EXERCISE TASK:
Rewrite the items below, changing every "segment" to "outline" and leaving everything else the same.

SUPPLIED MATERIAL:
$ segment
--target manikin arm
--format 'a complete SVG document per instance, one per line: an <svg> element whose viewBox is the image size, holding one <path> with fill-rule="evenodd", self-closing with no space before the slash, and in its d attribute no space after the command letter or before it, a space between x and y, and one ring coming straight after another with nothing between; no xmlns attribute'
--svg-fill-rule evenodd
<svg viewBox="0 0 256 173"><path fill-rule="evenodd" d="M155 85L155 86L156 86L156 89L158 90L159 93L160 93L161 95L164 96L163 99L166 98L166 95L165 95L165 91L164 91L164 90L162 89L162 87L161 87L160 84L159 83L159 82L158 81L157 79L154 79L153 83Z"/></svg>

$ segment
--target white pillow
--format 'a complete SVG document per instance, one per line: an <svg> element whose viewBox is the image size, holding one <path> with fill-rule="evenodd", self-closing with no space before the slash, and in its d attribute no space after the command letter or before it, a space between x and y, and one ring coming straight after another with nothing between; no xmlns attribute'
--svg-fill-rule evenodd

COMPLETE ANSWER:
$ outline
--target manikin arm
--format 'a complete SVG document per instance, one per line: an <svg> element whose viewBox is the image size, holding one <path> with fill-rule="evenodd", self-closing with no space before the slash, and in its d attribute no space after the command letter or before it, a space between x and y, and one ring coming straight after another with nothing between; no xmlns attribute'
--svg-fill-rule evenodd
<svg viewBox="0 0 256 173"><path fill-rule="evenodd" d="M155 85L155 86L156 86L156 89L158 90L159 93L160 93L161 95L164 96L163 99L166 98L166 95L165 95L165 91L164 91L164 90L162 89L162 87L161 87L160 84L159 83L159 82L158 81L157 79L154 79L153 83Z"/></svg>

$ outline
--target white pillow
--format 'a complete SVG document per instance, one per line: an <svg> element whose viewBox is the image size, holding one <path> with fill-rule="evenodd", self-closing with no space before the slash, and in its d attribute no space after the command letter or before it, a space between x and y, and one ring coming straight after another with nothing between; no xmlns attribute'
--svg-fill-rule evenodd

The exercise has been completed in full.